## [Exercise]
Please copy the lines below word for word, leaving out the pictures.

## [Provided material]
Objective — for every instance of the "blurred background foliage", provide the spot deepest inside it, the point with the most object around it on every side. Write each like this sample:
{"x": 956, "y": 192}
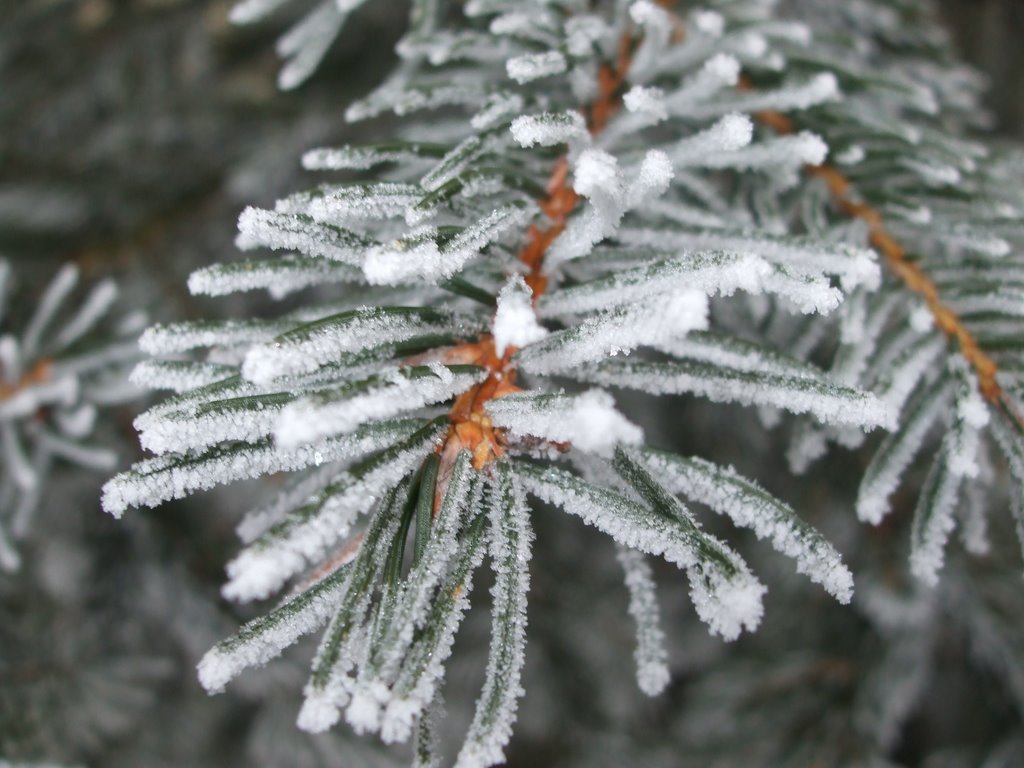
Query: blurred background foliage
{"x": 131, "y": 134}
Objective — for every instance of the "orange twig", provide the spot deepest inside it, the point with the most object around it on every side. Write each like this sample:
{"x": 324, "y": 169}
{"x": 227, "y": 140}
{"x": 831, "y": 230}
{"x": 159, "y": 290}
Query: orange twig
{"x": 909, "y": 273}
{"x": 36, "y": 375}
{"x": 471, "y": 428}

## [Solution to this problem]
Objective — for every instance of the "blurred background foliage", provide the spot deepest inside it, the point with the most object around it on every side. Write each like this sample:
{"x": 956, "y": 192}
Query: blurred background foliage
{"x": 131, "y": 134}
Objective — for every instance of the "orange twig", provide the spot deepest inside it, the point with the most object around it on every side. Write each like this sample:
{"x": 324, "y": 169}
{"x": 227, "y": 140}
{"x": 831, "y": 230}
{"x": 159, "y": 290}
Query: orange twig
{"x": 909, "y": 273}
{"x": 36, "y": 375}
{"x": 471, "y": 428}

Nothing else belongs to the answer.